Défi 1> Peux-tu convertir en liste numérotée les lignes des entrées, en commençant par celle qui contient « Would you be able to indicate the curly » et en terminant par la dernière ligne des entrées, ces deux lignes comprises et sans les lignes vides ?

Extrait du document>
>>>>>

On dit souvent que la forêt marocaine contribue pour près de 2% au PIB agricole et 0,4% du PIB national, Cette contribution ne tient compte que des valeurs de consommation directe réalisées dans le cadre de filières économiques intégrées au marché. Sa contribution réelle est estimée à 10 % du PIB agricole si l’on tient compte des revenus tirés directement par les populations riveraines. La prise en compte des autres aspects écologiques (oxygène, villégiature, protection des eaux, des sols et de la biodiversité...) ramènerait ce taux à des proportions nettement supérieures.
Le déficit en connaissance et la sous-valorisation du rôle économique des ressources forestières au Maroc a des conséquences directes, en particulier :
la pénalisation de la forêt dans la stratégie d’affectation des terres par rapport aux autres formes d’utilisation de l’espèce
l’insuffisance des allocations de ressources financières au secteur forestier au profit de besoins à rentabilité immédiate
le transfert de valeur ajoutée importante générée par les forêts aux autres secteurs de l’économie
une faible incitation à l’investissement privé en forêt
Pourquoi une évaluation ?

<<<<<

Entrées de l'exercice>

>>>>>

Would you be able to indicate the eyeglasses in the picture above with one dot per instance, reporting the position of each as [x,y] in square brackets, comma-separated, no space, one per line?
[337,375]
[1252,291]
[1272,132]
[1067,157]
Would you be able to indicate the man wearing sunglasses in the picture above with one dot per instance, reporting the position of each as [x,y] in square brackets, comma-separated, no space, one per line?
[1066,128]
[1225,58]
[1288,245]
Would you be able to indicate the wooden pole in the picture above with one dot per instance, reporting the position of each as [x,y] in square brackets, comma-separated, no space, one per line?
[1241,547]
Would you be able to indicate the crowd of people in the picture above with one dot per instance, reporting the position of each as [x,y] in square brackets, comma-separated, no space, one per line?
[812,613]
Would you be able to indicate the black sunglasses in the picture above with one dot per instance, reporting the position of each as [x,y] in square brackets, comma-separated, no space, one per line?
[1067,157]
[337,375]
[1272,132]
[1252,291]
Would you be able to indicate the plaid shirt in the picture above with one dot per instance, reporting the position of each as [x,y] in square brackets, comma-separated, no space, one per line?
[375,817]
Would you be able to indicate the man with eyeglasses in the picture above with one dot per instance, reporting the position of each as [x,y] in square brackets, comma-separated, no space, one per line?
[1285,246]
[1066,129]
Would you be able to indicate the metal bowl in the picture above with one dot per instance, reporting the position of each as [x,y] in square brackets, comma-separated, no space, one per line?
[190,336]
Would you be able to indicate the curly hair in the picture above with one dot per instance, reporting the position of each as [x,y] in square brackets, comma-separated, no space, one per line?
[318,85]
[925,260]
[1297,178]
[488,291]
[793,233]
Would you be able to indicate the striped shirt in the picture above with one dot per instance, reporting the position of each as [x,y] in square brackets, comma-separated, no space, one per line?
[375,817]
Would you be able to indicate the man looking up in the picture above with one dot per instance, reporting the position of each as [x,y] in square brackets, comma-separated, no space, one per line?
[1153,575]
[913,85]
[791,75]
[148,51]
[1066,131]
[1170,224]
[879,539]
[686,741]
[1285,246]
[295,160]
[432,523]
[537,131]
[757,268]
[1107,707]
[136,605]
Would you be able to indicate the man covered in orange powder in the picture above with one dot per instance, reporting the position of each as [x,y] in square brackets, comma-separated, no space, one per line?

<<<<<

Défi 2> Peux-tu poursuivre le texte sur l'apport économique de la forêt marocaine après sa dernière phrase ?

Réponse 1>
1. Would you be able to indicate the curly hair in the picture above with one dot per instance, reporting the position of each as [x,y] in square brackets, comma-separated, no space, one per line?
2. [318,85]
3. [925,260]
4. [1297,178]
5. [488,291]
6. [793,233]
7. Would you be able to indicate the striped shirt in the picture above with one dot per instance, reporting the position of each as [x,y] in square brackets, comma-separated, no space, one per line?
8. [375,817]
9. Would you be able to indicate the man looking up in the picture above with one dot per instance, reporting the position of each as [x,y] in square brackets, comma-separated, no space, one per line?
10. [1153,575]
11. [913,85]
12. [791,75]
13. [148,51]
14. [1066,131]
15. [1170,224]
16. [879,539]
17. [686,741]
18. [1285,246]
19. [295,160]
20. [432,523]
21. [537,131]
22. [757,268]
23. [1107,707]
24. [136,605]
25. Would you be able to indicate the man covered in orange powder in the picture above with one dot per instance, reporting the position of each as [x,y] in square brackets, comma-separated, no space, one per line?

Réponse 2>
Pourquoi, alors, évaluer les ressources naturelles ? Parce que nous savons intuitivement que les ressources peuvent être importantes, mais cela ne suffit peut-être pas pour garantir leur utilisation rationnelle. Beaucoup de ressources naturelles sont complexes et multifonctionnelles, et la manière dont les biens et services fournis par ces ressources affectent le bien-être de l’homme n’est pas forcément claire.
L’évaluation économique est un outil qui aide à prendre les décisions difficiles qui s’imposent. Tout choix, toute option - préserver la ressource dans son état naturel, la laisser se dégrader ou la transformer pour en faire un autre usage - a des conséquences en termes de gain ou perte de valeurs. Ce n’est qu’après avoir analysé et évalué correctement les gains et les pertes que l’on peut décider de l’utilisation d’une ressource naturelle.
L’évaluation des avantages économiques des milieux naturels peut faciliter l’établissement des priorités et le financement des projets de conservation. Cette approche peut également prendre en compte la perception du grand public à leur égard et promouvoir la participation de la population à certaines initiatives de conservation. Elle peut aussi simplifier la conduite des évaluations environnementales et le processus décisionnel qui en découle, en fournissant une valeur de référence avec laquelle il devient possible de comparer d’autres facteurs économiques en vue de déterminer l’importance des effets environnementaux.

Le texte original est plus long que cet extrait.